◆ Extract
········
Bug 2007112 - Perform a binary search backfill with the sheriffing bot with change detection technique integration by junngo · Pull Request #9237 · mozilla/treeherder

junngo · 2026-02-18T08:23:42Z

Hi there :)
I've integrated the smart backfill logic in this patch.
I haven't added unit tests yet. I'd like to confirm that the overall direction and policy make sense first. Once that’s agreed on, I’ll follow up with tests.
Please let me know if you have any questions or if there’s anything you’d like me to change.
Bugzilla: https://bugzilla.mozilla.org/show_bug.cgi?id=2007112
Related Patch: https://phabricator.services.mozilla.com/D282605

Features

This improves on the previous approach, which backfilled a fixed set of pushes around the alert and stopped without further analysis. In this patch, the suspected change point is refined by incrementally filling in missing performance data, while minimizing unnecessary test executions.
I kept the previous workflow and state machine [0]. With this logic, after a backfill completes successfully, the patch re-verifies the data to identify the actual culprit.
I added new columns to the BackfillRecord table.

iteration_count
last_detected_push_id
anchor_push_id
backfill_logs [1]

During verification, multiple potential culprit pushes can be detected. In such cases, we select the culprit that is closest to the previous alert point.
In the example below [1], the initial alert point is push 10 (previous_push_id: 10). After backfilling, verification detects changes at pushes 9 and 14. Since push 9 is closer to the previous alert point (10), it is selected as the culprit.
In this example, the search window is intentionally kept small for testing purposes. In production, we typically use a wider search window (around 12–24 pushes).
(Note: In this example, push 9 represents a regression, while push 14 represents an improvement.)
When searching in the right direction, the logic currently looks ahead by 25 pushes. This value is currently fixed.
Ideally, it should match the number of pushes triggered by the real backfill action on the mozilla-central side. Also, if we need to manage this value, we can consider adding a new column for it.
I intentionally did not change the existing workflow. If a failure occurs during verification (in the verify_and_iterate method), the backfill record status remains SUCCESSFUL. We could introduce a new status to represent this case more explicitly, or alternatively change the status to FAILED. I left this as a policy decision to be discussed.
The re_run_detect_changes method is based on the alert generation logic [2], in order to recreate the same environment used when alerts are originally generated.
········
◆ Data lines
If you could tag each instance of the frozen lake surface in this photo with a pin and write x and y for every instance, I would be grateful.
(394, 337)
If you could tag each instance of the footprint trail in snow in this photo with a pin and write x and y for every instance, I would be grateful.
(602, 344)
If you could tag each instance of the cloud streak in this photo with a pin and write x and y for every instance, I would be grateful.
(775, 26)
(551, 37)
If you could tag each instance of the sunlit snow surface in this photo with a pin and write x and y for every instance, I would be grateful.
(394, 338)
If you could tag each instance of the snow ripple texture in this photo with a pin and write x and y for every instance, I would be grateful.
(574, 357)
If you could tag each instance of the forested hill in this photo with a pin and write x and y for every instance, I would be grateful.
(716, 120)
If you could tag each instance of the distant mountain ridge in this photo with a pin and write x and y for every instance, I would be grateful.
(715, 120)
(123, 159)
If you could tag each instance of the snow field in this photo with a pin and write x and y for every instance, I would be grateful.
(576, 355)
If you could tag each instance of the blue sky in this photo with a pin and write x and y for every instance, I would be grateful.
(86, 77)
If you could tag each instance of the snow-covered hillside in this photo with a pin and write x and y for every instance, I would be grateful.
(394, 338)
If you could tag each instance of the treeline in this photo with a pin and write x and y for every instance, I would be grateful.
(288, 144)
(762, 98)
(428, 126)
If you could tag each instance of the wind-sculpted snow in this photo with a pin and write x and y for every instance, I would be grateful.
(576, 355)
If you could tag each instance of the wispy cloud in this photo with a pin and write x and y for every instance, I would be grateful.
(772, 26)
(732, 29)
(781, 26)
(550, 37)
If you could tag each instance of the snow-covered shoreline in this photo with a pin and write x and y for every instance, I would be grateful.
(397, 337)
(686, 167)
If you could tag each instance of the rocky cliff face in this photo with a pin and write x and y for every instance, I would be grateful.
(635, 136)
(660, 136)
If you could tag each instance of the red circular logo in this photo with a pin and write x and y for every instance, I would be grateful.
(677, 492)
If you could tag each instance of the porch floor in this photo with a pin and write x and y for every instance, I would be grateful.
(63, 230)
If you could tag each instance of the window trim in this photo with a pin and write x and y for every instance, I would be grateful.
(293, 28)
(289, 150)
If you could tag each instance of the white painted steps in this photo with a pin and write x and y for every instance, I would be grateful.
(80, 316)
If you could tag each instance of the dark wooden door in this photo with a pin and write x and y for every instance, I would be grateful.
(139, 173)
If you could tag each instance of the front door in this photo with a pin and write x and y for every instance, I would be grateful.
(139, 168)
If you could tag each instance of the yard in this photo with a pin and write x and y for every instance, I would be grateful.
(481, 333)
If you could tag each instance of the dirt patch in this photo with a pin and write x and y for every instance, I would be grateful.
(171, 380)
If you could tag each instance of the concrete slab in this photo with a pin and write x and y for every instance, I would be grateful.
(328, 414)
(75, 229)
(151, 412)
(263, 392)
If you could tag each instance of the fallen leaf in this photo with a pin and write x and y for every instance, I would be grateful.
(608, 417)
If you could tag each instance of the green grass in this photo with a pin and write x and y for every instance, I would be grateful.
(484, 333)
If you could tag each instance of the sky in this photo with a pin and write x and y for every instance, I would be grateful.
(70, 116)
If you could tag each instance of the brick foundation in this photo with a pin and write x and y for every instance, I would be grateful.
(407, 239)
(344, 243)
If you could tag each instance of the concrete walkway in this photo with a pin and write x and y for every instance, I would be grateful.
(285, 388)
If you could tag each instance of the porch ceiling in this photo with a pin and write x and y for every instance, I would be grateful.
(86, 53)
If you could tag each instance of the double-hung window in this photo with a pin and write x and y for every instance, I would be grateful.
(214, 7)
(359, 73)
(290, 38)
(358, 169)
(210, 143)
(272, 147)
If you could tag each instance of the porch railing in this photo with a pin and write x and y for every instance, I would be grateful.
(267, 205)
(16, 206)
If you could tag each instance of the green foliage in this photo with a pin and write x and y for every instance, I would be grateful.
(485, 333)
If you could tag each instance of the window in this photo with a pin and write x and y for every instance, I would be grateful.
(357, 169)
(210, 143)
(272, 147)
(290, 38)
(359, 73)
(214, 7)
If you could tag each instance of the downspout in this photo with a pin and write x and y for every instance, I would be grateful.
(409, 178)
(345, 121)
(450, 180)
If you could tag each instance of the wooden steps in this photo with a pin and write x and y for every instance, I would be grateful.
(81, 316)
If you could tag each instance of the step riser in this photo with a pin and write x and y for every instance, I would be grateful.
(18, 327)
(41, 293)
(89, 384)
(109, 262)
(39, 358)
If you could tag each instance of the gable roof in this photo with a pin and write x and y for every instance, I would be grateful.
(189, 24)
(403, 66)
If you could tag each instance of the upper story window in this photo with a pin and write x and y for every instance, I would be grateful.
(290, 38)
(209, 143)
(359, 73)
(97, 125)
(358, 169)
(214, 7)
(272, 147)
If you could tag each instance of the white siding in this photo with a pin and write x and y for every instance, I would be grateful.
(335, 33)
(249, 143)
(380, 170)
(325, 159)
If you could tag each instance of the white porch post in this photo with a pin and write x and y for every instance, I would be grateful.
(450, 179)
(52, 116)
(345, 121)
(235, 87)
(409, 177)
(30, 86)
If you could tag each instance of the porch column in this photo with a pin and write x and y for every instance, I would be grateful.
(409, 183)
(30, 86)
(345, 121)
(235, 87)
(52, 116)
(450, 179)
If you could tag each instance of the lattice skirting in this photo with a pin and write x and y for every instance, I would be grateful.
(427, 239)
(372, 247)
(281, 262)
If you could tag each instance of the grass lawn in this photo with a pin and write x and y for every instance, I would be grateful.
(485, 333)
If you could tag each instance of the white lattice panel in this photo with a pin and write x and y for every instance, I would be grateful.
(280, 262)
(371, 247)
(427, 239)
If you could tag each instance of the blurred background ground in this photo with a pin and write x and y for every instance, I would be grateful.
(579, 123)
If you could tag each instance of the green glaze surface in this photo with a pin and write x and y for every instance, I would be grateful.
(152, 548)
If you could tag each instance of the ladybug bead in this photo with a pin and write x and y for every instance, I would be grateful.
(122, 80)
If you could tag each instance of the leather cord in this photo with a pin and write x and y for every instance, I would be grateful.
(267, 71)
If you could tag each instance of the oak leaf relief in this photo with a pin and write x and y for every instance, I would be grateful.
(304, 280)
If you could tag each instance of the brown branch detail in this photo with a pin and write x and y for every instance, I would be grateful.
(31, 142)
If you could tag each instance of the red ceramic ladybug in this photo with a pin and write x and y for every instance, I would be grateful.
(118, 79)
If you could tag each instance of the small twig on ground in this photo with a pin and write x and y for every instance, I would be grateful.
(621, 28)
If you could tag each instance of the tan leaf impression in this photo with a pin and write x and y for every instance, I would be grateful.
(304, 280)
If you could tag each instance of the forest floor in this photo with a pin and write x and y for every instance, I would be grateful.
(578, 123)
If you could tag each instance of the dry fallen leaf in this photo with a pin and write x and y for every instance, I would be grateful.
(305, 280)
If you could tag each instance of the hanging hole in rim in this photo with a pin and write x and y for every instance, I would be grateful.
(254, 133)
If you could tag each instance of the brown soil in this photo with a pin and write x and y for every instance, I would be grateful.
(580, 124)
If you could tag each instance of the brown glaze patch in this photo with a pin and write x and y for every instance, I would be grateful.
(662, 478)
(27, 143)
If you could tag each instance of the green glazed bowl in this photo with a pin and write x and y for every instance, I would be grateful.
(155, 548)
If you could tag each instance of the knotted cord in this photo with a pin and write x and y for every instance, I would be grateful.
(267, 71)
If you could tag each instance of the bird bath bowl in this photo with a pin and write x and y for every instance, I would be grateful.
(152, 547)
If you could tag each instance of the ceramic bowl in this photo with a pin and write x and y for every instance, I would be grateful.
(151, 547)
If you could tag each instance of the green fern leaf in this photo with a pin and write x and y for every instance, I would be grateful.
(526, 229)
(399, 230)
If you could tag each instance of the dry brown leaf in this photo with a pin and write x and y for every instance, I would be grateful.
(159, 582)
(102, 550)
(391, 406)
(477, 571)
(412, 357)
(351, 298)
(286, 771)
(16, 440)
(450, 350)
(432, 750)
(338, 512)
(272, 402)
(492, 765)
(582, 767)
········
◆ Goal
Could you output everything in the backfill pull request above, from "This improves on" down to "the actual culprit.", word for word?

◆ Complete answer
This improves on the previous approach, which backfilled a fixed set of pushes around the alert and stopped without further analysis. In this patch, the suspected change point is refined by incrementally filling in missing performance data, while minimizing unnecessary test executions.
I kept the previous workflow and state machine [0]. With this logic, after a backfill completes successfully, the patch re-verifies the data to identify the actual culprit.